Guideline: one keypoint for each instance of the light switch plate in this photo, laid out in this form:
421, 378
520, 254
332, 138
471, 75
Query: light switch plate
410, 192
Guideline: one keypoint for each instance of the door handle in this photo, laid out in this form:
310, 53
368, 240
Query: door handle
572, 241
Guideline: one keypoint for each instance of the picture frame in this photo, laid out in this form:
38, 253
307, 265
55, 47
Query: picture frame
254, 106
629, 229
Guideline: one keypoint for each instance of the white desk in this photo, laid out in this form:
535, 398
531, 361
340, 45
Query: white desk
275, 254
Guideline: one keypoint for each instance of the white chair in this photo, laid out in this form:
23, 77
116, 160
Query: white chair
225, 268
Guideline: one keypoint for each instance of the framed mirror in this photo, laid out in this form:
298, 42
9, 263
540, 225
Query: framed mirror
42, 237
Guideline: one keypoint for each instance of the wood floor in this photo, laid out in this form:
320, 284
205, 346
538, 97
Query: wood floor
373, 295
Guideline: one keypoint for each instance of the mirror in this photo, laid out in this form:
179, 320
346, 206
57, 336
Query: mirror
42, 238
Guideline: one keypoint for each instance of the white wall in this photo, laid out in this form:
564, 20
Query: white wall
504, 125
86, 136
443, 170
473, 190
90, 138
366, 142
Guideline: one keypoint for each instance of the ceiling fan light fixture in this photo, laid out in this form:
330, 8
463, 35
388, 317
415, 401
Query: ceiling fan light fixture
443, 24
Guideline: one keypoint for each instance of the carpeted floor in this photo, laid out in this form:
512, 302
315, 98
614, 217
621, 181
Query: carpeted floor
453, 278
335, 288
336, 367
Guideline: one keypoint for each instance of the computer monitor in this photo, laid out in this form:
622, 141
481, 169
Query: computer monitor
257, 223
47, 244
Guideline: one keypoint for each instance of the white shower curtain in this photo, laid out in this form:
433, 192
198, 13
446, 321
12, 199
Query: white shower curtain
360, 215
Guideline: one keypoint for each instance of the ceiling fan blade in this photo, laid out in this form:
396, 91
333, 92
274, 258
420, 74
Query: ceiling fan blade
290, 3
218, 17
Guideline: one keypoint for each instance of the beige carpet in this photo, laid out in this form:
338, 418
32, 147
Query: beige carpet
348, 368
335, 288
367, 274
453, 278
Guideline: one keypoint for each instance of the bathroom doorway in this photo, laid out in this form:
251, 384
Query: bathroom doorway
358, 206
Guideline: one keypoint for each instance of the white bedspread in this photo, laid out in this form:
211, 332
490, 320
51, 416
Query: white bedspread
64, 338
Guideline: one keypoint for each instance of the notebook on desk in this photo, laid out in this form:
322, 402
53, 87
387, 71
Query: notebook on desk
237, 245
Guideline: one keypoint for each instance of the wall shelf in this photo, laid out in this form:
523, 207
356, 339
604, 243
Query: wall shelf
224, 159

★ ★ ★ ★ ★

Each record needs to be duplicated exactly as given.

OUTPUT FOR THIS TASK:
Guideline: one keypoint for each instance of the light switch plate in this photo, laid out in this form:
421, 378
520, 254
332, 138
471, 75
Query: light switch plate
410, 192
Guideline: one keypoint for each instance of the door handle in this photo, laid out in this form:
310, 53
368, 240
Query: door handle
572, 241
Guideline: one keypoint for each instance of the picture frame in this photo, laid out in this form:
38, 253
307, 265
55, 47
Query: picture frame
254, 106
629, 229
Guideline: one keypoint for each instance of the white desk in this photo, laid out in this form:
535, 398
531, 361
340, 45
Query: white desk
275, 254
Guideline: one keypoint for each instance of the white chair in this photo, laid out in this form:
23, 77
116, 160
Query: white chair
225, 268
Guideline: one keypoint for each instance of the framed mirror in this photo, laid out in this form:
298, 42
9, 263
540, 225
Query: framed mirror
42, 237
Guideline: one keypoint for each instance of the wood floor in this photo, laid out in this form:
320, 284
205, 346
538, 97
Query: wood floor
373, 295
Guideline: one keypoint for each instance of the mirror in this photo, laid out in this form:
179, 320
346, 206
57, 336
Query: mirror
42, 238
Guideline: one keypoint for each instance of the white wall in this photo, laid out in this form:
564, 20
Query: white wall
504, 125
86, 136
443, 170
473, 190
90, 138
366, 142
Guideline: one keypoint for each instance of the ceiling fan light fixture in this photo, laid out in this form:
330, 8
463, 35
388, 317
415, 401
Query: ceiling fan light fixture
443, 24
Guideline: one keypoint for each instance of the carpeted floor in this photo, laid out in this form:
512, 302
315, 98
614, 217
621, 181
Query: carpeted floor
453, 278
335, 288
336, 367
Guideline: one keypoint for each instance of the computer monitor in this photo, laid out in this form:
622, 141
481, 169
Query: computer monitor
257, 223
47, 244
Guideline: one keypoint for each instance of the white shower curtain in this photo, laid out in this form:
433, 192
198, 13
446, 321
12, 199
Query: white shower curtain
360, 215
Guideline: one keypoint for each instance of the ceiling fan blade in this photo, laid out in this form:
396, 91
333, 92
274, 258
420, 74
Query: ceiling fan blade
290, 3
218, 17
Guideline: one keypoint for each instance of the beige carpet in this photo, laid out in this form:
338, 418
32, 147
Query: beige carpet
348, 368
335, 288
367, 274
453, 278
Guideline: one keypoint for each instance of the bathroom doorway in this photo, laid out in this form:
251, 384
Query: bathroom doorway
358, 206
Guideline: one keypoint for each instance of the white bedspread in this photo, laid out in this form:
211, 332
490, 320
51, 416
Query: white bedspread
64, 338
Guideline: one keypoint for each instance of the notebook on desk in this photo, laid out in this form:
322, 402
53, 87
387, 71
Query: notebook on desk
237, 245
Guideline: one keypoint for each instance of the wall shelf in this photo, laid out in this form:
523, 207
356, 339
604, 243
Query: wall shelf
224, 159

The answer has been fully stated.